[Set of tasks]
1 - Can you extract the part of the council eligibility article that begins at the words "According to Dascola, he" and stops after the words "or Voter Registration?", keeping every word unchanged?
2 - Would you copy the rows that follow the council eligibility article, starting at the very first row and stopping after the line that contains "POLYGON ((221 278, 375", with both ends included and nothing changed?

[Page]
# # #
The phrase “registered elector of the city” can be glossed as “registered to vote in the city.” From the charter [emphasis added]:

Eligibility for City Office – General Qualifications
Section 12.2. Except as otherwise provided in this charter, a person is eligible to hold a City office if the person has been a registered elector of the City, or of territory annexed to the City or both, and, in the case of a Council Member, a resident of the ward from which elected, for at least one year immediately preceding election or appointment. This requirement may be waived as to appointive officers by resolution concurred in by not less than seven members of the Council.

According to Dascola, he moved to his Ward 3 address on Baldwin Avenue from Grass Lake, Mich., about a year and a half ago. So Dascola appears to meet the requirement that he be a resident of Ward 3 for at least a year immediately preceding election.

However, Dascola indicated that he did not register to vote in the city until Jan. 15, 2014. That would put him outside the charter requirement for voter registration in the city – by about two months.

City’s Position: Residency or Voter Registration?

It’s not completely clear if the city’s position is that Dascola doesn’t meet the residency requirement or that he doesn’t meet the voter registration requirement, or both. The document maintained by the city clerk’s office to track petitions includes an asterisk by Dascola’s name with the notation: “Not eligible doesn’t meet one year residency requirement.”

City clerk staff provided that document to The Chronicle – with its asterisk and note – on March 13, the day after Dascola took out petitions to run. That came in the course of a regular in-person visit by The Chronicle to the clerk’s office to check on recent petition activity. At the office counter, city clerk Jackie Beaudry indicated that her conclusion that Dascola was not eligible was based on his voter registration date, which is public information that can easily be verified.

Wieder described the language in a letter Dascola received from the clerk’s office as somewhat unclear on the question of residency or voter registration. But he indicated that it suggests that the city’s conclusion is based on the one-year voter registration requirement.

Federal Court Cases

Two separate federal court cases from almost a half-century ago – about three months apart – struck down first the residency requirement and then the voter registration requirement of the Ann Arbor city charter.
# # #
[Stored rows]
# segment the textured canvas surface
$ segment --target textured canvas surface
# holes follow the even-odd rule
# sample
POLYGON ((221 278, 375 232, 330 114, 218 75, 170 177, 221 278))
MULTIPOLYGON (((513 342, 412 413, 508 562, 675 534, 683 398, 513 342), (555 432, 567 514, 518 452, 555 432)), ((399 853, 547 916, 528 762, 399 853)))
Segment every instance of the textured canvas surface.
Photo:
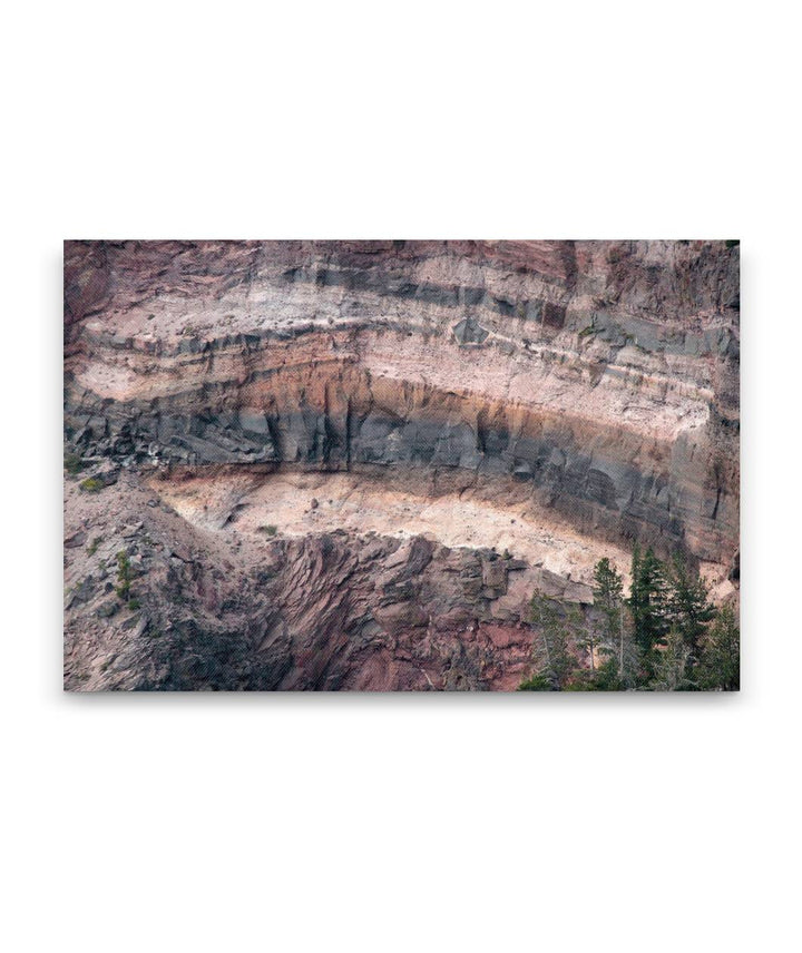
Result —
# # #
[Task-by-task solutions]
1 -
According to Dascola, he moved to his Ward 3 address on Baldwin Avenue from Grass Lake, Mich., about a year and a half ago. So Dascola appears to meet the requirement that he be a resident of Ward 3 for at least a year immediately preceding election.

However, Dascola indicated that he did not register to vote in the city until Jan. 15, 2014. That would put him outside the charter requirement for voter registration in the city – by about two months.

City’s Position: Residency or Voter Registration?

2 -
# segment the textured canvas surface
$ segment --target textured canvas surface
# holes follow the even-odd rule
# sample
POLYGON ((221 278, 375 232, 330 114, 218 75, 170 177, 221 278))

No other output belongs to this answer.